__Extrait du texte__
^^^^

Quand ça part en biberine, la sagesse voudrait que je ferme ma gueule et j’entends déjà quelques-uns d’entre vous me lancer intérieurement un tonitruant : « Bè vas-y, fais-le… cono ! ».
Je vous jure que j’ai essayé, mais c’est plus fort que moi.
Nous en sommes là : une petite crise de résultats, un passage difficile avec des trous d’air de la part de l’équipe, et c’est le oaï dans les tribunes et sur certains plateaux de médias marseillais.
Il y a d’abord eu les éternels tweets de ceux qui s’en prennent traditionnellement aux uns et aux autres, pour une passe ratée, une frappe écrasée, une initiative intempestive, la routine. La presse, mes amis de La Provence notamment, se sont émus de l’absence de Milik, comme avant celle de Mandanda, dans certaines compos, de l’entêtement de Sampaoli à aligner des joueurs jugés non performants, puis il y eut le bulletin des Dodgers, les insultes des Winners au Stade, et le pompon avant-hier au soir, les groupes de supporters qui s’émeuvent auprès de Longoria du sort réservé à certains joueurs laissés sur le côté et qui lui commandent d’intervenir auprès du coach pour le faire revenir à une supposé raison qu’ils me semblent plutôt en train de perdre eux-mêmes.
On reproche au coach argentin de ne pas aligner une équipe-type et de ne pas la reconduire, de multiplier les compos. On lui cherche chicanes sur son comportement agité dans sa zone technique, qu’il ne quitte pas son bonnet, d’avoir des chouchous, de parler espagnol, d’être une pipe pire que Raymond Domenech, qui ne comprend rien à la stratégie, j’en ai même entendu vouloir donner « modestement, humblement » non seulement une leçon de tactique mais aussi de causerie d’avant-match et cela sans rigoler.
Mais si je comprends tout bien, on reproche à Sampaoli d’être Sampaoli.
Et merde, les ami.e.s !

^^^^

(Enregistrements tirés d'une collection)
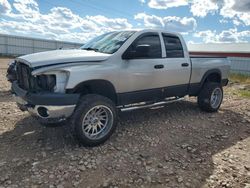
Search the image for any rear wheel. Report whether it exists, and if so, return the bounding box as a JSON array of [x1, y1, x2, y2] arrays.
[[198, 82, 223, 112], [73, 94, 117, 147]]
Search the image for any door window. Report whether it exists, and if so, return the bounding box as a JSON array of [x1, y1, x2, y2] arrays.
[[163, 35, 184, 58], [131, 35, 162, 59]]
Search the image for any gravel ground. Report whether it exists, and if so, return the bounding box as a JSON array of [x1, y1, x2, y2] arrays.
[[0, 60, 250, 188]]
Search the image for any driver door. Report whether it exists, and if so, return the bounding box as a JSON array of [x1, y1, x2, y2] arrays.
[[120, 32, 165, 104]]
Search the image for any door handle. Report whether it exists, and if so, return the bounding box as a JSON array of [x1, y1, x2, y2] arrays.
[[181, 63, 189, 67], [154, 65, 164, 69]]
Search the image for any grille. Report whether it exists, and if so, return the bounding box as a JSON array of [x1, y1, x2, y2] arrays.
[[16, 62, 31, 90]]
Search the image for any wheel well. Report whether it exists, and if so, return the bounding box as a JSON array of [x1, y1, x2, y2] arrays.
[[72, 80, 117, 104], [205, 72, 221, 83]]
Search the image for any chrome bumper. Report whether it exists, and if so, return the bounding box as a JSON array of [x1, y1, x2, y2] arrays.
[[13, 95, 76, 120]]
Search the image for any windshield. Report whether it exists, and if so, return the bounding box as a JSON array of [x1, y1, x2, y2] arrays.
[[81, 31, 135, 54]]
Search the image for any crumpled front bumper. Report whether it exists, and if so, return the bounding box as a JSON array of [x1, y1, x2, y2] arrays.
[[11, 81, 80, 121]]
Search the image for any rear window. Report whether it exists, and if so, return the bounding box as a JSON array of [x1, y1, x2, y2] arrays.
[[163, 34, 184, 58]]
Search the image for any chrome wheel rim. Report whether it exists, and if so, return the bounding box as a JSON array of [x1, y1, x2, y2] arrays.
[[82, 105, 113, 140], [210, 88, 222, 109]]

^^^^

__Objectif 1__
Les affirmations suivantes concordent-elles avec le texte sur Sampaoli ? Répondez par oui ou par non à chacune et citez textuellement les mots décisifs. (a) La presse s'est émue de l'absence de Milik dans certaines compositions. (b) On reproche à Sampaoli d'aligner toujours la même équipe-type. (c) Des groupes de supporters demandent à Longoria d'intervenir auprès du coach.
__Objectif 2__
Rédigez la suite du texte sur Sampaoli en reprenant après sa dernière phrase.

__Réponse 1__
(a) Oui : « La presse, mes amis de La Provence notamment, se sont émus de l’absence de Milik ».
(b) Non : « On reproche au coach argentin de ne pas aligner une équipe-type et de ne pas la reconduire ».
(c) Oui : « les groupes de supporters qui s’émeuvent auprès de Longoria du sort réservé à certains joueurs laissés sur le côté et qui lui commandent d’intervenir auprès du coach ».

__Réponse 2__
Ça gonfle parce que finalement ça me plaît que les joueurs ne soient jamais certains de qui va jouer, et à quel poste. J’aime cette idée que les olympiens apprennent à s’adapter en occupant, non seulement à l’entraînement mais aussi en compétition, des positions qui leur sont inhabituelles, ça pourrait leur servir plus tard. Je veux bien qu’on tente de désorienter l’adversaire, même si ça ne marche pas toujours, et alors… pourquoi ne pas essayer ? Le football doit être réinventé en permanence pour éviter qu’il ne devienne un objet mort, un folklore. Et j’ai vu des choses depuis le début de la saison qui me plaisent beaucoup.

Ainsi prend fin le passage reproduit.